═══ DATA TO PROCESS
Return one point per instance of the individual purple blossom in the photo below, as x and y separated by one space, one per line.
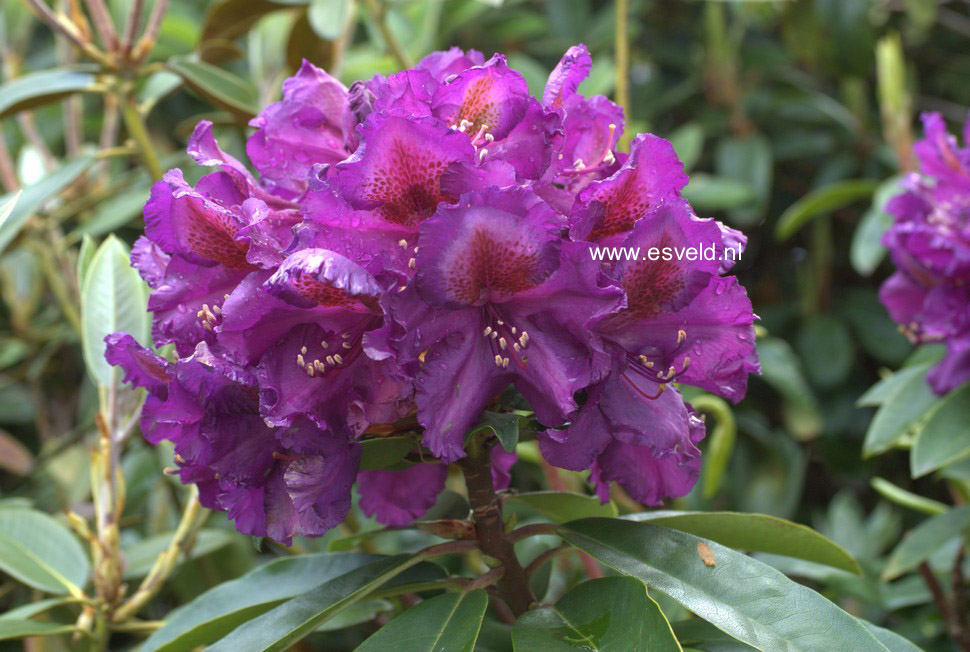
409 249
929 242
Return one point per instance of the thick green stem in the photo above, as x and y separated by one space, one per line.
490 529
622 38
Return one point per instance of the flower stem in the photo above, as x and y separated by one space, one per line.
490 529
139 133
622 56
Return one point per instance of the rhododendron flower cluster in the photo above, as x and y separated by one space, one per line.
929 294
410 248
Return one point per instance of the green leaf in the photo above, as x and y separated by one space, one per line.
610 614
15 629
925 539
43 87
447 622
825 332
328 17
701 634
710 193
742 596
688 142
114 298
32 609
384 452
882 391
756 533
220 87
33 197
907 499
821 201
782 370
945 437
40 552
222 608
867 250
282 626
85 255
115 212
505 426
561 506
140 556
7 207
227 20
894 642
749 161
720 441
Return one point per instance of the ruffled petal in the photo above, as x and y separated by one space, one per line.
396 498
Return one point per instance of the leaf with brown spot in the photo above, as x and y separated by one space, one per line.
706 555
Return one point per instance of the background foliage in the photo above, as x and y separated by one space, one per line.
793 118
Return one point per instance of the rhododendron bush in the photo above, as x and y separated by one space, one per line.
360 344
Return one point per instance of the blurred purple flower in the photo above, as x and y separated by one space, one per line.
929 241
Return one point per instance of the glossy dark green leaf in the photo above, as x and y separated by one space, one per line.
883 391
782 370
7 206
16 629
504 425
222 608
40 552
867 250
384 452
756 533
700 634
744 597
945 437
33 197
220 87
115 212
907 499
925 539
32 609
688 142
447 622
710 193
43 87
893 641
610 614
282 626
871 326
821 201
230 19
561 506
825 332
747 159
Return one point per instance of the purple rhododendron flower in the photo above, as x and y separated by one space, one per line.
929 241
412 247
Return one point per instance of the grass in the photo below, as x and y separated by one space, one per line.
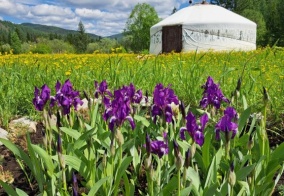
185 72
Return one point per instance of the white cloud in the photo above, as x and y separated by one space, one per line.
104 18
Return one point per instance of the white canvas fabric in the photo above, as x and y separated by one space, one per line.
207 27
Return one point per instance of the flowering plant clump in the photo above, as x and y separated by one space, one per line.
212 94
94 157
163 98
41 98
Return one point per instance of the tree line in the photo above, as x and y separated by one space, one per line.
136 36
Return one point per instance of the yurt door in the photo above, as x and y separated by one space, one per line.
172 38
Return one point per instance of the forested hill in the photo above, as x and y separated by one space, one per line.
54 30
31 31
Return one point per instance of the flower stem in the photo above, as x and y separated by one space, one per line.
184 176
178 182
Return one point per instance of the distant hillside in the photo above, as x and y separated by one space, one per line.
44 30
118 36
54 30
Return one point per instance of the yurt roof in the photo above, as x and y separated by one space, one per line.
204 14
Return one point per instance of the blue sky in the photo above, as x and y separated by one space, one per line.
101 17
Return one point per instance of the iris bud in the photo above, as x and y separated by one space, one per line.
119 137
232 175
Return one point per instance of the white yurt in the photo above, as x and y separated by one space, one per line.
203 27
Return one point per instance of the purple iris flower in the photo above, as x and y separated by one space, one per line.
163 97
41 98
195 131
103 91
227 123
118 111
212 94
66 97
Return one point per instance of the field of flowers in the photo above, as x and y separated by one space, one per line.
181 124
186 72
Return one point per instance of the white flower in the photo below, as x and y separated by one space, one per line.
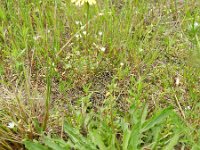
188 108
36 37
78 36
77 22
81 2
11 125
196 24
84 32
100 33
103 49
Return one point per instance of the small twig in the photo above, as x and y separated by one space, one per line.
68 42
180 108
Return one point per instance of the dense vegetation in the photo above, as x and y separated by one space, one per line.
118 74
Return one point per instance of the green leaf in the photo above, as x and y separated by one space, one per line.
77 138
126 138
173 142
52 144
135 137
97 139
144 114
156 119
30 145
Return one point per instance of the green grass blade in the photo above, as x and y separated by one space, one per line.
30 145
156 119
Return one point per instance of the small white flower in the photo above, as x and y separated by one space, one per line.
196 24
101 14
11 125
84 32
82 27
100 33
81 2
188 108
103 49
77 22
177 81
36 37
78 36
141 50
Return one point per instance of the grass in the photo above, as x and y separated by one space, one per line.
115 75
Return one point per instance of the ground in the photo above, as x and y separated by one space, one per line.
113 75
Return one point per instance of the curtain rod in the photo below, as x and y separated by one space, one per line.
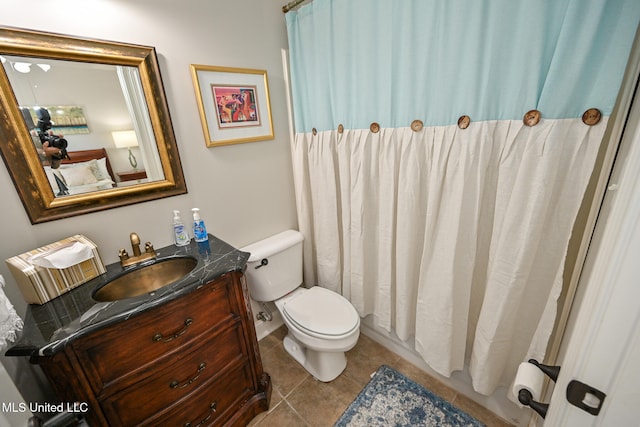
287 7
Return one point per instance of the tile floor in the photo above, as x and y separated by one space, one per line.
298 399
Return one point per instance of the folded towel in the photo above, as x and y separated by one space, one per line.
10 322
64 256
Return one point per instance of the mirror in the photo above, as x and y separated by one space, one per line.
85 124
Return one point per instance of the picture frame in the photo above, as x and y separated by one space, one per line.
234 104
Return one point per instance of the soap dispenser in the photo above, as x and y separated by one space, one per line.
179 231
199 229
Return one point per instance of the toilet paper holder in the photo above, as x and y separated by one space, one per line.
526 398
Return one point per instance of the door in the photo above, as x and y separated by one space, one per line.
603 347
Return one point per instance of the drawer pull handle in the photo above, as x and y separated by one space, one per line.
159 337
176 383
212 409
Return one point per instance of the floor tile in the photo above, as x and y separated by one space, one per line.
298 399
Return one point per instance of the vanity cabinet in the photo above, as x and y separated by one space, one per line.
193 361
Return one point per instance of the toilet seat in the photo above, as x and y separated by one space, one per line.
321 313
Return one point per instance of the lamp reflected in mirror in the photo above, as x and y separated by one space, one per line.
126 139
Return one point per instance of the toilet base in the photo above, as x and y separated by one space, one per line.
324 366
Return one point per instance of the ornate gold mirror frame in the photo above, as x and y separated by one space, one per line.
20 154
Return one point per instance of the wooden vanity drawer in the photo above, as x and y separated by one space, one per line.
176 377
138 341
217 401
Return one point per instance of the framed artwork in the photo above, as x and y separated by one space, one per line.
234 104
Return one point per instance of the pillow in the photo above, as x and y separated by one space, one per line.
102 169
52 181
78 175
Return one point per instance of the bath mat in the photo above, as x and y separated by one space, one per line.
391 399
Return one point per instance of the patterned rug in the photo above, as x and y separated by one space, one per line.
391 399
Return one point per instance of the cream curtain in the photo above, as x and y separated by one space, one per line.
454 237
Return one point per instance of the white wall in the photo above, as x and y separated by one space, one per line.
244 191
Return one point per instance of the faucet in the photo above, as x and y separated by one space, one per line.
138 255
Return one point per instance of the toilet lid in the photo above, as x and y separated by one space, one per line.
321 311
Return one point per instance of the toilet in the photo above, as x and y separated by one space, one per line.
322 325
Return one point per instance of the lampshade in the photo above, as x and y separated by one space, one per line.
125 138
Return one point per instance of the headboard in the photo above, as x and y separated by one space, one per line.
86 155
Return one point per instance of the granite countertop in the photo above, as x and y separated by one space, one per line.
48 327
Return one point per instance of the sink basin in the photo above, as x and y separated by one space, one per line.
146 278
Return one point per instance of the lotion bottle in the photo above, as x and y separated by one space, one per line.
179 231
199 229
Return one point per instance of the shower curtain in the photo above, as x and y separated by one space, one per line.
452 237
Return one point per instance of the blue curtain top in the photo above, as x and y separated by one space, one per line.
354 62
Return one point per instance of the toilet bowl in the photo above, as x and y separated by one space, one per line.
322 325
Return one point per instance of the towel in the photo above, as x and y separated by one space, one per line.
10 322
64 256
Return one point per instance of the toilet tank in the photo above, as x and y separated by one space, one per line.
281 272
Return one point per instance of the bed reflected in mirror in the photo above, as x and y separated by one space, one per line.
94 92
86 105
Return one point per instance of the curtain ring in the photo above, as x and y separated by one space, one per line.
417 125
531 118
464 121
591 117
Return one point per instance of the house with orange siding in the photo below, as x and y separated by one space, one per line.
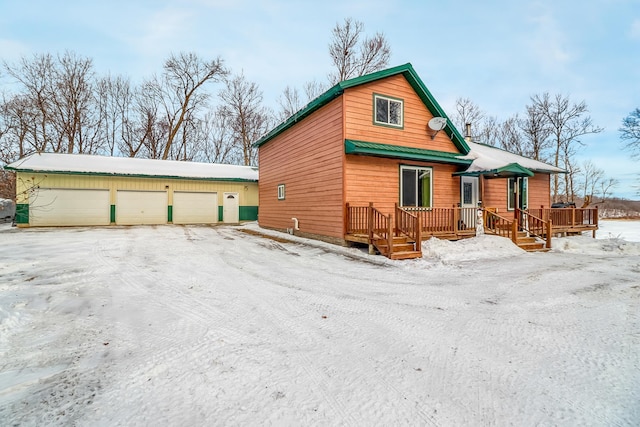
366 161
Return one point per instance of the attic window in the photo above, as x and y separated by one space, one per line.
388 111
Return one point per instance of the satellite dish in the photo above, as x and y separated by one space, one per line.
437 124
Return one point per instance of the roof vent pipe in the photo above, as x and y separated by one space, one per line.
467 136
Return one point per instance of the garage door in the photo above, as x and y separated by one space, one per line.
141 207
195 208
64 206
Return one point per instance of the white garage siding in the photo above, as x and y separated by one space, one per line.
57 206
195 208
141 207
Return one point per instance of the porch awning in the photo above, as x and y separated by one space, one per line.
405 153
512 170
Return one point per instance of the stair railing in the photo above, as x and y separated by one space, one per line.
534 226
380 229
409 225
500 226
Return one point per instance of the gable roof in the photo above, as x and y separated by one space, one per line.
493 161
84 164
406 70
408 153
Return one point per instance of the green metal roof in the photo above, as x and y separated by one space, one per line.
508 171
406 70
406 153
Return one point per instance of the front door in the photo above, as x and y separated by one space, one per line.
231 208
469 201
518 193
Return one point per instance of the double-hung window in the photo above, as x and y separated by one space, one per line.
415 186
388 111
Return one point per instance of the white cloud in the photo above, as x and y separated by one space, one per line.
548 43
634 32
13 50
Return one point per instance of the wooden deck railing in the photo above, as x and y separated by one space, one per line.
565 220
445 222
409 225
534 226
357 219
500 226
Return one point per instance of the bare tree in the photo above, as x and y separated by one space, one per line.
217 139
606 186
467 112
34 103
353 58
630 133
313 89
509 137
71 94
567 123
249 120
535 131
290 102
184 75
591 179
115 102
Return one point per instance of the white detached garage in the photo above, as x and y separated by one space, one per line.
74 189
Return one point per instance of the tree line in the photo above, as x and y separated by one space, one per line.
197 109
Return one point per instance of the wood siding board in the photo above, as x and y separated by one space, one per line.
307 159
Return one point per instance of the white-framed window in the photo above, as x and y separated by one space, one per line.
388 111
416 186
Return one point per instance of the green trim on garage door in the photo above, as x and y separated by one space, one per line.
22 213
248 213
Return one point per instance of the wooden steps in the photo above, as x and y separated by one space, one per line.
402 248
530 244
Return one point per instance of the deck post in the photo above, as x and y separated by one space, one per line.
390 235
372 249
456 217
395 211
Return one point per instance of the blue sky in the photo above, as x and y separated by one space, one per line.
496 53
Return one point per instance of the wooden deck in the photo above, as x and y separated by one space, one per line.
531 229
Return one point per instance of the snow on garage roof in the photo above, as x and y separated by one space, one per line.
126 166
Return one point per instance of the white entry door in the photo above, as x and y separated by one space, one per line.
231 208
469 199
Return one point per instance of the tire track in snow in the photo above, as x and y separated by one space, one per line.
281 315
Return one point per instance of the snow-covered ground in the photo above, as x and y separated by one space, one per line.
196 325
624 229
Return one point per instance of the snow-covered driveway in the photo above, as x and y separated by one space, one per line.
216 326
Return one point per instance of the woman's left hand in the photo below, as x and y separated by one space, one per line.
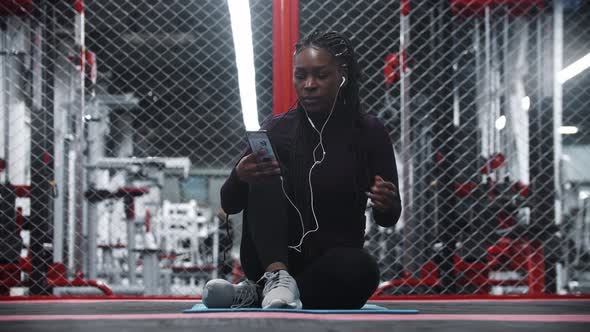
383 194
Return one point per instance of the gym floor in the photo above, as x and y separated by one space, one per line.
166 315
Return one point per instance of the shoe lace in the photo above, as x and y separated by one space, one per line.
244 296
275 280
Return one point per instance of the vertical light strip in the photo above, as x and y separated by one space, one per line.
239 11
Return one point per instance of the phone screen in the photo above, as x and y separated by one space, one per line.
259 140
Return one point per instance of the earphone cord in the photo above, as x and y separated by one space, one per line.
316 162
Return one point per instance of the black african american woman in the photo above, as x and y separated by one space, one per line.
304 222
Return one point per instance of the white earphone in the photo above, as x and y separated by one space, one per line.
315 163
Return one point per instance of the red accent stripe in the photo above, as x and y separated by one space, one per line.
381 298
283 315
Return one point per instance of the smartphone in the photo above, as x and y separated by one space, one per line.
259 140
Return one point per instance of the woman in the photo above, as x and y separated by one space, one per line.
303 229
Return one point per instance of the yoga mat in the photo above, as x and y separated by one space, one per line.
367 309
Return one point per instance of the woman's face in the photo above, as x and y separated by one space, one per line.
316 78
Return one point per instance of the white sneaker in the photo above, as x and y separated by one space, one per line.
220 293
280 291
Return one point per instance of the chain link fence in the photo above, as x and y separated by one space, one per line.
121 120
══════
YOUR TASK: Locate the line that contains "Return one point per instance of the vertical". Repeat it and every line after it, up to and including the final line, exactly.

ANSWER TO THE PROBLEM:
Return one point per instance of the vertical light strip in the photo above, as x and y separated by one space, one per line.
239 11
Return one point per instance of the phone screen in the photo above, as x and y separated by one space, one per line.
259 140
Return one point per instance of the earphone cord in the photo above, as x and y separated by one space, one per line.
316 162
Return one point per instance of the black african american woman in the photo above, as x and y separated by one space, one per line.
304 222
Return one point per instance of the white earphone in the photo above, as x and y separated by one space, one per line.
315 163
Return one point per instance of the red accent stripe in the photo above, as x and y separated by one space, one per line.
381 298
283 315
Return one point per instance of the smartphone in the photo above, as x and y separated by one space, one per line.
259 140
Return one point per instance of the woman in the photo above, as x and y separated by one space, one per line.
303 229
Return one point per instance of the yoga mat in the photo above, as x and y separated by one space, one per line.
367 309
Return one point per instance of the woman's face in the photo above, as x and y separated by one space, one per line.
316 78
Return one point per instance of the white sneaker in the photo above, as x and y separated by one space, one per line.
220 293
280 291
Return one point per instance of the chain link fence in the photo above, as x and y separated by one space, one per line.
121 120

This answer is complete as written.